** Work to do **
a. In the 2001 Plan excerpt below, what was the reported last sale price of the common stock on April 13, 2004?
b. List each specific kind of change to the capital stock structure that the 2001 Plan excerpt below names in parentheses as prompting an adjustment to the reserved shares.

** Source excerpt **
··········

Shares Subject to the 2001 Plan

     A total of 1,200,000 shares of the Company’s common stock is presently reserved for awards under the 2001 Plan. If the shareholders approve the Plan Amendment, the number of total reserved shares will increase from 1,200,000 to 16,200,000. On April 13, 2004, the reported last sale price of the common stock on the Over-the-Counter Bulletin Board was $0.35 per share.

     If an award under the 2001 Plan expires or is forfeited or cancelled for any reason, the shares of common stock subject to such award will be available for further awards under the 2001 Plan.

     The number of shares reserved for issuance under the 2001 Plan will be adjusted in the event of a change in the capital stock structure of the Company affecting the common stock (in connection with a merger, consolidation, recapitalization, reclassification, combination, stock dividend, stock split or other relevant change), and the Committee is authorized to adjust terms of awards under the 2001 Plan in the event of a change in the capital stock in order to prevent dilution or enlargement of awards under the 2001 Plan.

Stock Options

     Stock options give the recipient an opportunity to purchase shares of common stock from the Company at a designated exercise price. Stock options may be granted under the 2001 Plan in the form of either incentive stock options (also referred to as “ISOs”) intended to qualify under Section 422 of the Code or nonstatutory stock options (also referred to as “NSOs”). Incentive stock options can be granted only to employees of the Company and subsidiary corporations. Consequently, non-employee directors and consultants and advisors to the Company are not eligible for ISOs.

··········

** Given information **
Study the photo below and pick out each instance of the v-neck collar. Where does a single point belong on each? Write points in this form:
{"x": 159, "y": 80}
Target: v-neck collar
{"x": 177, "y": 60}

··········

** Answers to the tasks **
a. $0.35 per share on the Over-the-Counter Bulletin Board.

b.
- Merger
- Consolidation
- Recapitalization
- Reclassification
- Combination
- Stock dividend
- Stock split